Requirement -> Find the line containing "Mark every instance of the white cuff". Return it and every line after it, unchanged, up to and including the last line.
## BEGIN Data for this exercise
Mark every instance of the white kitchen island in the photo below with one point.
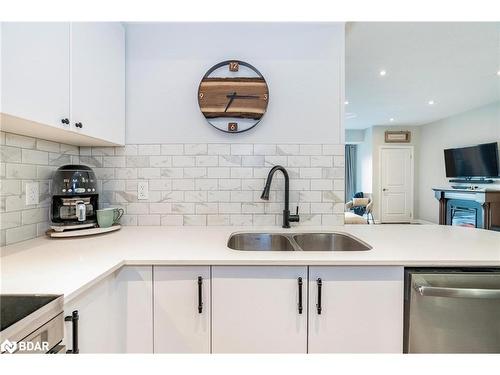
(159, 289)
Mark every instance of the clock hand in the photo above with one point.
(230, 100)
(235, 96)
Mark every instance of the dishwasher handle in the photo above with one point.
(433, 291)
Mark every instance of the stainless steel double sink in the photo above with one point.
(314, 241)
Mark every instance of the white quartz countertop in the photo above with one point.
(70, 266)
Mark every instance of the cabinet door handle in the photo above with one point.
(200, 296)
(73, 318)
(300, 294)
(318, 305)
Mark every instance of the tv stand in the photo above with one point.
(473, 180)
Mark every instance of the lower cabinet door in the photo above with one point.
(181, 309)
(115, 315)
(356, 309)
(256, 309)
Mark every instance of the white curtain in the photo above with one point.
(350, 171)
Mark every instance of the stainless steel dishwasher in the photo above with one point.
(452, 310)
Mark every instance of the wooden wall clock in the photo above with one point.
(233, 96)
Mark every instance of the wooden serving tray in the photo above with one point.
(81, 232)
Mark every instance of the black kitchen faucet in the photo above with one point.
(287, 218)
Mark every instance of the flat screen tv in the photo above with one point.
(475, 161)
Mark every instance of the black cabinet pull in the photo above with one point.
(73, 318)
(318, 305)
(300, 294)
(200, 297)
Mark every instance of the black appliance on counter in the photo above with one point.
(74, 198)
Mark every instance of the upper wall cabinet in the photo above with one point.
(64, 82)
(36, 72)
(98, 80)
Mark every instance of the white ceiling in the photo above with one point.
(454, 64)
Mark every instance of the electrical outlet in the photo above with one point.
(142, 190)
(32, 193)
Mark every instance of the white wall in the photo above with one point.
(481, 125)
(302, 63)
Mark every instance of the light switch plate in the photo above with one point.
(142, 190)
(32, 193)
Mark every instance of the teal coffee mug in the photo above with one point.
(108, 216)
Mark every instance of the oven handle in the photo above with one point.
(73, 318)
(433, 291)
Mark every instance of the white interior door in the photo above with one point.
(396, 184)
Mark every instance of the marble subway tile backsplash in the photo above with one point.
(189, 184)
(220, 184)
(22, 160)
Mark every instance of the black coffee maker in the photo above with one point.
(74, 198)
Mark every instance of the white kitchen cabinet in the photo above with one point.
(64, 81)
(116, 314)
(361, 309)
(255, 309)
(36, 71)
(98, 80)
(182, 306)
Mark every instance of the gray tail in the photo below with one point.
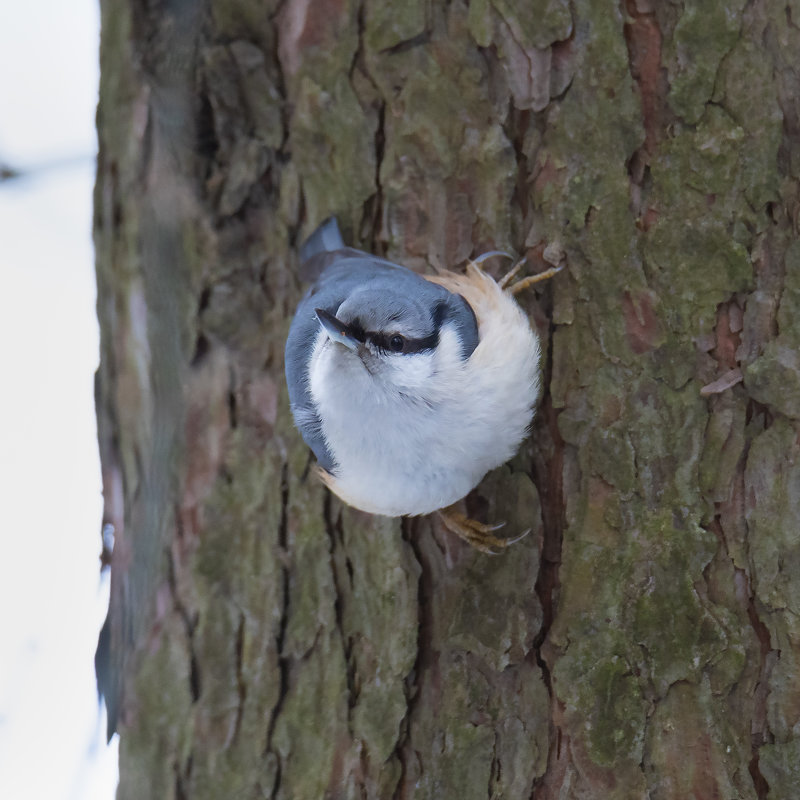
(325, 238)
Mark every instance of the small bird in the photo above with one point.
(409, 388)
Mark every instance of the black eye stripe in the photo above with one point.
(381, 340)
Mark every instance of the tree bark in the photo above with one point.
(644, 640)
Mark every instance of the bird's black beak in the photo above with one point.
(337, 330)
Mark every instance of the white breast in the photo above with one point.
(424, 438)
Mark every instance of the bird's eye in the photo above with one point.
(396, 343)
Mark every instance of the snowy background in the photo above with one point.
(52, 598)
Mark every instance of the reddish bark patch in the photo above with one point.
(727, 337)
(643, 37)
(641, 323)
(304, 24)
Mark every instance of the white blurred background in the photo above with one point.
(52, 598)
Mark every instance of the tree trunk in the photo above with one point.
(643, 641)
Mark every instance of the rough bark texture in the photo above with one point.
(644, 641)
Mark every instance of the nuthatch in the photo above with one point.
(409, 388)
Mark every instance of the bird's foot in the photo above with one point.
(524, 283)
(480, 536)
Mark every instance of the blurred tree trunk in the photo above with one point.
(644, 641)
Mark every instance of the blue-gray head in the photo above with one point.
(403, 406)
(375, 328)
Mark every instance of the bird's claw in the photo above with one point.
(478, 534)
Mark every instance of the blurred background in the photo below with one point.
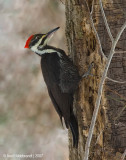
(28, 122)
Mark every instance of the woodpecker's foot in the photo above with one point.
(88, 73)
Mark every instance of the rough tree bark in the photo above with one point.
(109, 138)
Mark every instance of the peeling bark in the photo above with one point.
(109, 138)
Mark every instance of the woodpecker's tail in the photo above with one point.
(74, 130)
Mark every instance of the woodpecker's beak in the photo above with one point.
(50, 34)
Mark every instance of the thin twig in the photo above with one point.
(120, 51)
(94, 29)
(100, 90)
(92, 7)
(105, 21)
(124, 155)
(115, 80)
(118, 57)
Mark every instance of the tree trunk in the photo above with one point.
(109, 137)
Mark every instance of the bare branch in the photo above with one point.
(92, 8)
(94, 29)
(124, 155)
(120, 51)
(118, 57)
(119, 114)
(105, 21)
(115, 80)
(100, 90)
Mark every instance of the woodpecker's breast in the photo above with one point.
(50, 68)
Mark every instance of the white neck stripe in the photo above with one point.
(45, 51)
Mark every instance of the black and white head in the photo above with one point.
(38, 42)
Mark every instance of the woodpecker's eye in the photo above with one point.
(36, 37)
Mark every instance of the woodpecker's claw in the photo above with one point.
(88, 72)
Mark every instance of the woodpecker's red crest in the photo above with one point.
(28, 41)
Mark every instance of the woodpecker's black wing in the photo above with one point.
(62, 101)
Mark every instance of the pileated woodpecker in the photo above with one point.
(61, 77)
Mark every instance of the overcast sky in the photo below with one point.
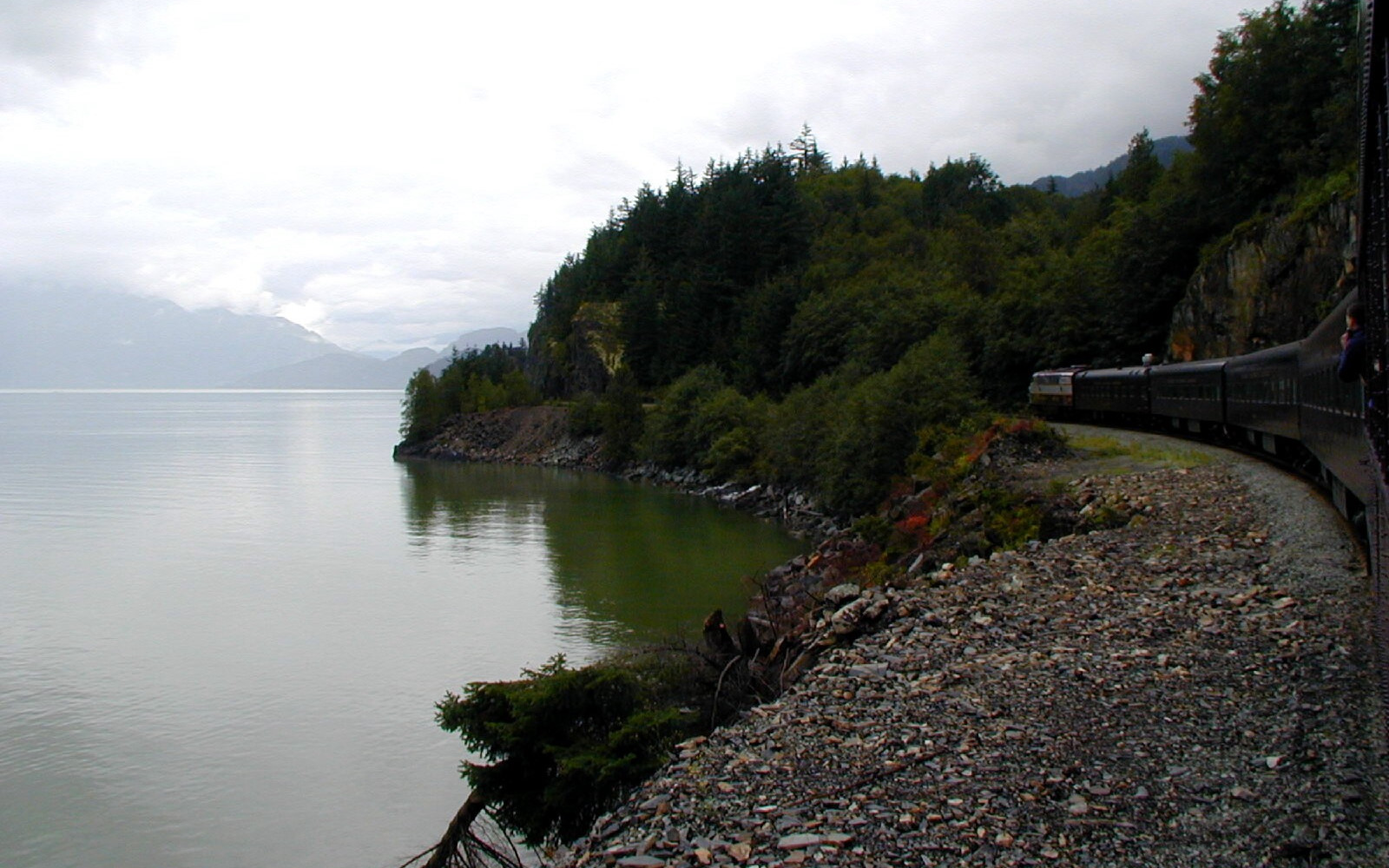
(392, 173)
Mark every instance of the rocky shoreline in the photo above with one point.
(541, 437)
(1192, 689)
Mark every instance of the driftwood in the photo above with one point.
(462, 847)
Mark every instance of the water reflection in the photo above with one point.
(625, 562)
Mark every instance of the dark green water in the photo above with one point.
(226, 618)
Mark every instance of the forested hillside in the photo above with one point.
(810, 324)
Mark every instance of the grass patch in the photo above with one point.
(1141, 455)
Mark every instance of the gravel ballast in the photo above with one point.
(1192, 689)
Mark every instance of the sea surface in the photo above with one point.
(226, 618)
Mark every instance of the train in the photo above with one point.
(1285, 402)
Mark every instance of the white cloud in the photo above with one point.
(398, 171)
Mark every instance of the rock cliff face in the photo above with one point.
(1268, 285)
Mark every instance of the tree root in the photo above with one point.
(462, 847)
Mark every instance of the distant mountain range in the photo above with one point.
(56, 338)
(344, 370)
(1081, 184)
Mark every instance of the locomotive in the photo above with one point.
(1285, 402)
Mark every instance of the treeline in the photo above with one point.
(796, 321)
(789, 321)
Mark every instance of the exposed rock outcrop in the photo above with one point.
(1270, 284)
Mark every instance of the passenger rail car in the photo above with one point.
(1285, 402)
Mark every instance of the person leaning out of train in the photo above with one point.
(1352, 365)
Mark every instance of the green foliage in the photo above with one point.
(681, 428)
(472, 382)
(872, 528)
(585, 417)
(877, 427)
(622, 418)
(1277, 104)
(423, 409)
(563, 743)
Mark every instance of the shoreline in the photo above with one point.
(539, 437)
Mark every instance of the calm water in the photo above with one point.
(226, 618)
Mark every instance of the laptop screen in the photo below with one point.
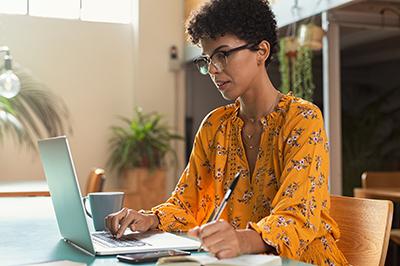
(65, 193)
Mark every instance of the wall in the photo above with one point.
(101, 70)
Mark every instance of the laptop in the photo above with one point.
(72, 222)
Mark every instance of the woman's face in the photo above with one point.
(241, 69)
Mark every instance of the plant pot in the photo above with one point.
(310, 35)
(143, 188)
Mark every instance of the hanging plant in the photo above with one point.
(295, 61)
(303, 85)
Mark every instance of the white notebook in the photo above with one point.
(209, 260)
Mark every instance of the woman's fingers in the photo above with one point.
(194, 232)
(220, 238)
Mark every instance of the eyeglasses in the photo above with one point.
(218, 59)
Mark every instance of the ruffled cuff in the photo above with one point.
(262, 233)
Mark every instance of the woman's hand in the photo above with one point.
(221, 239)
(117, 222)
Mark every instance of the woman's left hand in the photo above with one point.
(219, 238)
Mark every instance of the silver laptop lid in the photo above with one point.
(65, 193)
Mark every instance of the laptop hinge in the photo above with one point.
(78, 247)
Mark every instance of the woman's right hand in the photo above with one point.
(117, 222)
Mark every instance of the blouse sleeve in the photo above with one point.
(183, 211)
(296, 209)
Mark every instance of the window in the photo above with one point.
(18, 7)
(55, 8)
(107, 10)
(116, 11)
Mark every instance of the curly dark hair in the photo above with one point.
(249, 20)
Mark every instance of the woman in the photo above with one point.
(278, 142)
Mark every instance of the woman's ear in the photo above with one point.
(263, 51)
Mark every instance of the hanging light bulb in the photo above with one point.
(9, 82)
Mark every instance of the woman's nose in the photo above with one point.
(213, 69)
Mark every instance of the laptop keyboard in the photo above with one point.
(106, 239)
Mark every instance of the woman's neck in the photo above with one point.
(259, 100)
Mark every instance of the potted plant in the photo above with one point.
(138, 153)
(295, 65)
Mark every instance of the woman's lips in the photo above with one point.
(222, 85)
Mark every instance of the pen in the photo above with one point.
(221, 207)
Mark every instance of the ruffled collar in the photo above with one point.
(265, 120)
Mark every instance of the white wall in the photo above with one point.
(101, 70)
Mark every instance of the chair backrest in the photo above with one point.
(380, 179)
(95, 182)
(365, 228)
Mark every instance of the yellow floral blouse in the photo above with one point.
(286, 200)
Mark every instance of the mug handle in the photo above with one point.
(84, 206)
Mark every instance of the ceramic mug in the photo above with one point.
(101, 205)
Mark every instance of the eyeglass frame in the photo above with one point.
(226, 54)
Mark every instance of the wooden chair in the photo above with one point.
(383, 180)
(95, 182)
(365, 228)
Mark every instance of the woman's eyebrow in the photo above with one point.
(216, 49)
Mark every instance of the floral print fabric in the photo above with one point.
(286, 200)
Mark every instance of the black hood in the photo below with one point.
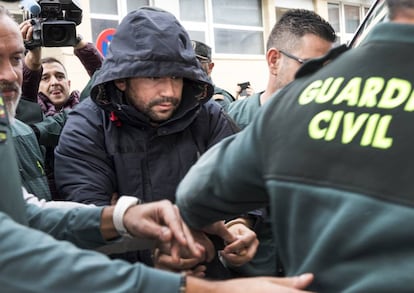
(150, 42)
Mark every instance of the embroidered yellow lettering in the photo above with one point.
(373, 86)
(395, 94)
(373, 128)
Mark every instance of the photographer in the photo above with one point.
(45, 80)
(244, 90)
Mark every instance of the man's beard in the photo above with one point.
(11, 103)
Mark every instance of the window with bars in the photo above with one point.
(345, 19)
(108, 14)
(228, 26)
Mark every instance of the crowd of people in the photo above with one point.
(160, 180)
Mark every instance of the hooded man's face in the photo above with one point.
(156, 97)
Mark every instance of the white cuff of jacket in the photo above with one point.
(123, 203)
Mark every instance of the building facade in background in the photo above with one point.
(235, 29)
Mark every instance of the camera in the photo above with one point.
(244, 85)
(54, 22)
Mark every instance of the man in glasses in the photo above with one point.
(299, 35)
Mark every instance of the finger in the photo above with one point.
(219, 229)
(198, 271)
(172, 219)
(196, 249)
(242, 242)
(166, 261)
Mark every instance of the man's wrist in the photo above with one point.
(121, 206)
## END Data for this exercise
The reply ->
Mark every instance of the white cuff of jacket in the photo above with one point.
(123, 203)
Mark every instance of the building facade in background in the photo above with one point.
(235, 29)
Mark every instance of the camera in the photo above with one point.
(244, 85)
(54, 22)
Mark every instance of the man in glasses in the photo above with one point.
(299, 35)
Mark every instance of the finger in the photo above with one point.
(219, 229)
(198, 271)
(172, 219)
(196, 249)
(242, 242)
(166, 261)
Mark every instance of the man's wrist in the photo above with one point.
(121, 206)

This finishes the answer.